▶ Problem to solve
Please put every line of the listing below into a Markdown table with the columns Row and Line, numbering each row and leaving out blank lines.
━━ Supplied information
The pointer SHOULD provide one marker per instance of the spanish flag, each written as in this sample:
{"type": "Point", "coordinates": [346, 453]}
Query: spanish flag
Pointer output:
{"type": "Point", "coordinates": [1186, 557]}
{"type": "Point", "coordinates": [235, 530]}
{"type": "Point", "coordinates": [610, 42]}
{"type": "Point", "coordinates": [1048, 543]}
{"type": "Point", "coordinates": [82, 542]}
━━━━
▶ Full response
| Row | Line |
|---|---|
| 1 | The pointer SHOULD provide one marker per instance of the spanish flag, each written as in this sample: |
| 2 | {"type": "Point", "coordinates": [346, 453]} |
| 3 | Query: spanish flag |
| 4 | Pointer output: |
| 5 | {"type": "Point", "coordinates": [1186, 557]} |
| 6 | {"type": "Point", "coordinates": [235, 530]} |
| 7 | {"type": "Point", "coordinates": [610, 42]} |
| 8 | {"type": "Point", "coordinates": [1048, 543]} |
| 9 | {"type": "Point", "coordinates": [82, 542]} |